• [What the task requires]
Beginning with the line that holds "Expected behaviour: for every instance of the tarp", set down each line of the data below through the very last, exactly as given, and nothing beyond that.

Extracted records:
-------

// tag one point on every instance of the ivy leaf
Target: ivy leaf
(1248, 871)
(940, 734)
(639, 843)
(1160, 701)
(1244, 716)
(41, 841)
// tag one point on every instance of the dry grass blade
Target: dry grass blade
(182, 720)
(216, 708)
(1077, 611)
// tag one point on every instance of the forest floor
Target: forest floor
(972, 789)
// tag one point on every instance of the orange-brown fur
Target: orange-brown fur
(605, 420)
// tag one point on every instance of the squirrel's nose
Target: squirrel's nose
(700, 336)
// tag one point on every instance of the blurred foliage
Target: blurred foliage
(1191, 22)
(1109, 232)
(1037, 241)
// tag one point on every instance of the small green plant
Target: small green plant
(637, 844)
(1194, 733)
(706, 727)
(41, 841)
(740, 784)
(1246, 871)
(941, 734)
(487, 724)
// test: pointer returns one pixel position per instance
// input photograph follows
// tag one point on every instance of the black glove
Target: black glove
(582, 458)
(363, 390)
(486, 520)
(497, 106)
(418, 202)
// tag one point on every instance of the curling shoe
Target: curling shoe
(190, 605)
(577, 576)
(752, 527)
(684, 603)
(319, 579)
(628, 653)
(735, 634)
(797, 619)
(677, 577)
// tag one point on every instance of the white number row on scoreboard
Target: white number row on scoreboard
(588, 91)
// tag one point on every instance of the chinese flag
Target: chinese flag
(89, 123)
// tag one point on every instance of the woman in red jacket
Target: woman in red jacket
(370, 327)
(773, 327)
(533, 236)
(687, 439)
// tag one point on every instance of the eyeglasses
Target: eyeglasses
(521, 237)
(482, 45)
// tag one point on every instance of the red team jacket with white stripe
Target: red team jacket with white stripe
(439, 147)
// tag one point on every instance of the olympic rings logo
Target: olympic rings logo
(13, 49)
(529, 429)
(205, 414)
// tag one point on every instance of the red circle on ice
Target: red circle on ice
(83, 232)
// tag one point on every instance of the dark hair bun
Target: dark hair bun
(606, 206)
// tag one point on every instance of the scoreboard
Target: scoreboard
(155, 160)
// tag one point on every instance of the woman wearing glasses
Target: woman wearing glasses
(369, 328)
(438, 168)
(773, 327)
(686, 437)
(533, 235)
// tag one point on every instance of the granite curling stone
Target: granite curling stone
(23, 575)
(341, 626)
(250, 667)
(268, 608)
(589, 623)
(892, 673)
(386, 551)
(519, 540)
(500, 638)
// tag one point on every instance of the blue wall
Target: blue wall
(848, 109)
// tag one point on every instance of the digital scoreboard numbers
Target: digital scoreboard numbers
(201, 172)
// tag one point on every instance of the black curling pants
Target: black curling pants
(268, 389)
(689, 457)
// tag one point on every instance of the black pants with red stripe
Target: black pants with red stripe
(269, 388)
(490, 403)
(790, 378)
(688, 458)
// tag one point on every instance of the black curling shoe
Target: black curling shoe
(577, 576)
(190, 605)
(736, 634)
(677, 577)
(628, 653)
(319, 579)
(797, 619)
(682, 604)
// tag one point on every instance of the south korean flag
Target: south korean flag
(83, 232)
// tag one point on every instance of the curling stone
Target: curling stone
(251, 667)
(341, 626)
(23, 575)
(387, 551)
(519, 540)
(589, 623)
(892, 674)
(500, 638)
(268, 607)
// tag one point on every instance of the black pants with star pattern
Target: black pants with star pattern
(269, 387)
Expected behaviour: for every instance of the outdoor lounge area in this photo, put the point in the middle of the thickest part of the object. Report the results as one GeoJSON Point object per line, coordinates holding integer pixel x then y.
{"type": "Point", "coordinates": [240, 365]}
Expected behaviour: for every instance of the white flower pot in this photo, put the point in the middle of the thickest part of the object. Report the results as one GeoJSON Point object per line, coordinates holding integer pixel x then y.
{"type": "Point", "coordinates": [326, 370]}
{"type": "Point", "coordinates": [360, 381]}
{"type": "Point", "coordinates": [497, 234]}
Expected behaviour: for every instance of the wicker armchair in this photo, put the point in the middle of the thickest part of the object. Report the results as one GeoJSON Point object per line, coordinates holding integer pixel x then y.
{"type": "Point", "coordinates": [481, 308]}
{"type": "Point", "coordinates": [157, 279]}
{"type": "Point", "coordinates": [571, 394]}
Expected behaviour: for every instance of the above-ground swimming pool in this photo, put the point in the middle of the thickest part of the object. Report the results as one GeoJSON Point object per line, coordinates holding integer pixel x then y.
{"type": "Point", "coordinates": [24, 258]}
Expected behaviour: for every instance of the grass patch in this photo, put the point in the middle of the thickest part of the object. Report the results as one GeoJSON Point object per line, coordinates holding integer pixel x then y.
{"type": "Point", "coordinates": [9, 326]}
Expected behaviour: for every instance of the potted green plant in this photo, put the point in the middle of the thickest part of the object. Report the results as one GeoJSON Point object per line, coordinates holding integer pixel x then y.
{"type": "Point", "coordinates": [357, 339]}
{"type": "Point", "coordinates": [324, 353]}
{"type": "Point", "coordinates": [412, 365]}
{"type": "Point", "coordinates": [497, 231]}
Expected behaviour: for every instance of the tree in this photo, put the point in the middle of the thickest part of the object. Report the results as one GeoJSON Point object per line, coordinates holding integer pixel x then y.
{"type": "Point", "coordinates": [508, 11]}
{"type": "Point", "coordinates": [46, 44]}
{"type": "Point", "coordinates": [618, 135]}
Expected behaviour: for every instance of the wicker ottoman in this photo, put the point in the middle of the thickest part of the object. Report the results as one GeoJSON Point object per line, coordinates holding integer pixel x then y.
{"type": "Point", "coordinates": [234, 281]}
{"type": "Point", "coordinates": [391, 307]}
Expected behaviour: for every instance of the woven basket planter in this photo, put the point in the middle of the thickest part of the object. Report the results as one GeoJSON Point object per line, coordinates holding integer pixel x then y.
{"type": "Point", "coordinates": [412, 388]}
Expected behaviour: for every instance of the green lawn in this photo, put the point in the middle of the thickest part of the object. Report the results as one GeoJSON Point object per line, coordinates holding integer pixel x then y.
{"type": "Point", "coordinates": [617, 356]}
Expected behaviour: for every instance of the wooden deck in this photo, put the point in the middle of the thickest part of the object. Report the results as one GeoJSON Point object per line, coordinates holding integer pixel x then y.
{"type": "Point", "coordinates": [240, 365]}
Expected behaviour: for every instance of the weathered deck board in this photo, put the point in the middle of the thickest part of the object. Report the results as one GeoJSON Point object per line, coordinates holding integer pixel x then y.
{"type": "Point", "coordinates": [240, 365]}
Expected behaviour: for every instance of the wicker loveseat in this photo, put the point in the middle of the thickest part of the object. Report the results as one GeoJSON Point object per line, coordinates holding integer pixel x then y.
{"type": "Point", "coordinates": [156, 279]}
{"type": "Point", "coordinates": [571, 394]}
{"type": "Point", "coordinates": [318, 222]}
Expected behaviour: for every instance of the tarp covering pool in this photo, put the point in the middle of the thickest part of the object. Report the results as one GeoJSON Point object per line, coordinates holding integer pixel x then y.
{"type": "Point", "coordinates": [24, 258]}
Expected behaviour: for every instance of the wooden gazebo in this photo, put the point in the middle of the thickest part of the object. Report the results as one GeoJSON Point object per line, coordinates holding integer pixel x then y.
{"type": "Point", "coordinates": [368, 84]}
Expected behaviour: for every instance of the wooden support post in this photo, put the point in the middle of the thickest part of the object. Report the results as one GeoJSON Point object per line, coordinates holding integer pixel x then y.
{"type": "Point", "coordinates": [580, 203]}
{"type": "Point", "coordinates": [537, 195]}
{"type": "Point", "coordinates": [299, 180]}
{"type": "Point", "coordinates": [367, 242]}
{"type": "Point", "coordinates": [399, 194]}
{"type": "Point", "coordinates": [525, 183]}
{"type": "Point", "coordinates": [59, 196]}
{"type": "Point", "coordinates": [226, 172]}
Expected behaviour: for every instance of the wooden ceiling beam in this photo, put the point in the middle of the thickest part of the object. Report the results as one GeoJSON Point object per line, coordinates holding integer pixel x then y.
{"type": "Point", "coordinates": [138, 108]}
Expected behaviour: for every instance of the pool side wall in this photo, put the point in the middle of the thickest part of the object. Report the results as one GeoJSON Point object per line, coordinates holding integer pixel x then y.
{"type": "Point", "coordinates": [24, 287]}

-------

• [Solution for this task]
Expected behaviour: for every instance of the tarp covering pool in this photo, put the point in the middle of the thickest part of the object. Report the results as one GeoJSON Point object per line, coordinates holding integer pixel x then y.
{"type": "Point", "coordinates": [24, 258]}
Expected behaviour: for every instance of the wooden gazebo in this photo, put the point in the middle of the thickest part of the object. Report the results as one GeoJSON Point object per line, coordinates holding integer pixel x then y.
{"type": "Point", "coordinates": [368, 84]}
Expected behaviour: for every instance of the wooden support post in this photo, put the point in the middle of the thickest part of the object. Report the results as one GeoJSON Point object per line, coordinates holding integer pixel x then y.
{"type": "Point", "coordinates": [580, 203]}
{"type": "Point", "coordinates": [537, 195]}
{"type": "Point", "coordinates": [299, 180]}
{"type": "Point", "coordinates": [367, 242]}
{"type": "Point", "coordinates": [399, 194]}
{"type": "Point", "coordinates": [525, 183]}
{"type": "Point", "coordinates": [59, 196]}
{"type": "Point", "coordinates": [226, 172]}
Expected behaviour: for every instance of the wooden ceiling beam in this photo, put the point in the middle of the thickest part of the object. Report the results as one GeoJSON Point object per line, coordinates holding integer pixel x then y.
{"type": "Point", "coordinates": [138, 108]}
Expected behaviour: for every instance of the pool side wall in this photo, put the point in the middle of the thickest part of the object. Report the results as one GeoJSON Point object per line, coordinates holding integer pixel x then y.
{"type": "Point", "coordinates": [24, 287]}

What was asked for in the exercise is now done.